• _Задание_: Перепишите все эти строки в виде JSON-списка, где каждая строка будет отдельным значением, а пустые строки пропущены. Изображения в ответ не включайте.

──────── Сохранённые данные

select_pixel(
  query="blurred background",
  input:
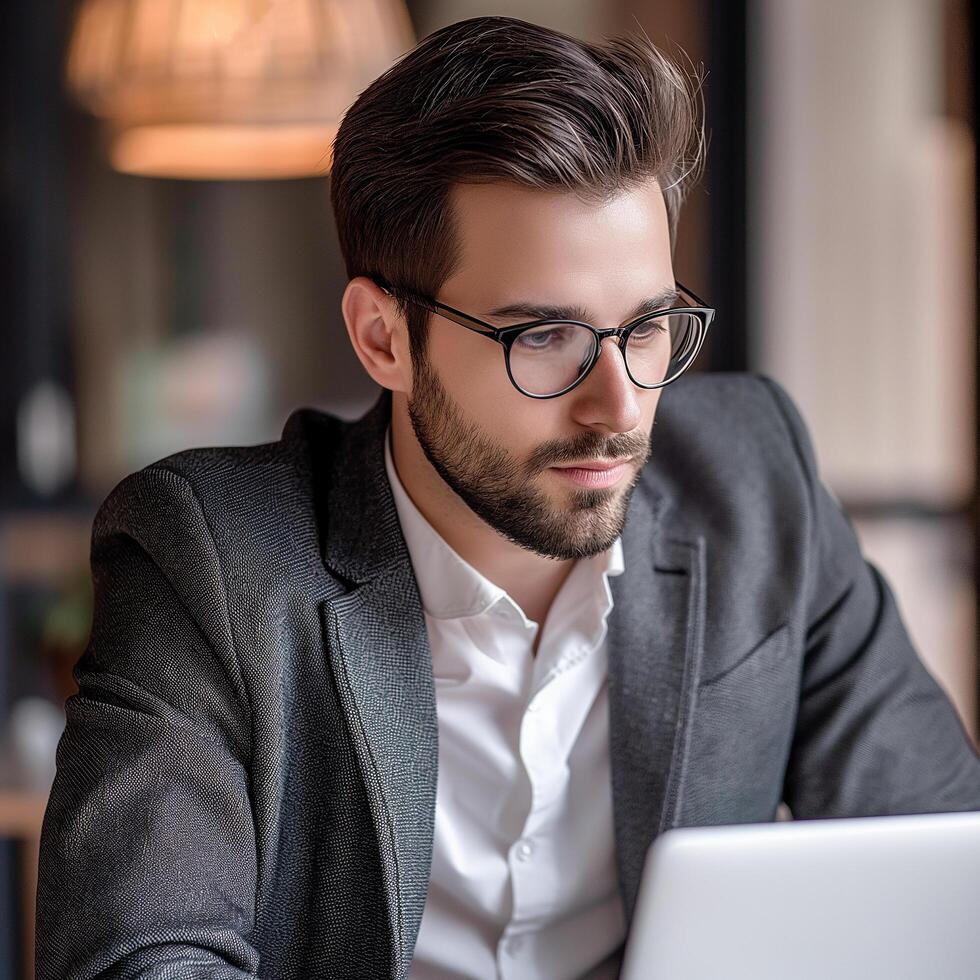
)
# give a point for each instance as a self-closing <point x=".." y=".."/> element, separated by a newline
<point x="172" y="278"/>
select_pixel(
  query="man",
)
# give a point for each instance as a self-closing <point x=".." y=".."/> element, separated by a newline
<point x="411" y="696"/>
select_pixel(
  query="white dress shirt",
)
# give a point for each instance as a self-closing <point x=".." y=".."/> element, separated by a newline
<point x="523" y="881"/>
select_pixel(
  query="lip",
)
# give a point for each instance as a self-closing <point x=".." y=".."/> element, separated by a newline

────────────────

• _Ответ_:
[
  "select_pixel(",
  "  query=\"blurred background\",",
  "  input:",
  ")",
  "# give a point for each instance as a self-closing <point x=\"..\" y=\"..\"/> element, separated by a newline",
  "<point x=\"172\" y=\"278\"/>",
  "select_pixel(",
  "  query=\"man\",",
  ")",
  "# give a point for each instance as a self-closing <point x=\"..\" y=\"..\"/> element, separated by a newline",
  "<point x=\"411\" y=\"696\"/>",
  "select_pixel(",
  "  query=\"white dress shirt\",",
  ")",
  "# give a point for each instance as a self-closing <point x=\"..\" y=\"..\"/> element, separated by a newline",
  "<point x=\"523\" y=\"881\"/>",
  "select_pixel(",
  "  query=\"lip\",",
  ")",
  "# give a point for each instance as a self-closing <point x=\"..\" y=\"..\"/> element, separated by a newline"
]